● **Exercise details**: Each line below is to be copied out exactly, and none may be omitted.

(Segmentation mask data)
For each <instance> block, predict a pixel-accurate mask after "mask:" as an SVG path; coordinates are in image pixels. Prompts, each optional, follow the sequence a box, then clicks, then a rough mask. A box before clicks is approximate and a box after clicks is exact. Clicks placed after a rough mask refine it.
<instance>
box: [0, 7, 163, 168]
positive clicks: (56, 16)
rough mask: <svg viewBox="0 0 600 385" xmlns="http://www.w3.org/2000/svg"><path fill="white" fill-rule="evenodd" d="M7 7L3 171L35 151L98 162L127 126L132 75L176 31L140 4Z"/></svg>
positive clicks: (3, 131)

● **Solution to this task**:
For each <instance> block, predict a pixel-accurate mask after "mask:" as an SVG path; coordinates are in image pixels. Prompts, each optional, follow the sequence a box, then clicks, then a rough mask. A box before clicks is approximate and a box after clicks is exact. Clicks placed after a rough mask refine it.
<instance>
box: [0, 7, 163, 168]
positive clicks: (56, 16)
rough mask: <svg viewBox="0 0 600 385" xmlns="http://www.w3.org/2000/svg"><path fill="white" fill-rule="evenodd" d="M7 7L3 171L35 151L98 162L127 126L132 75L176 31L140 4Z"/></svg>
positive clicks: (3, 131)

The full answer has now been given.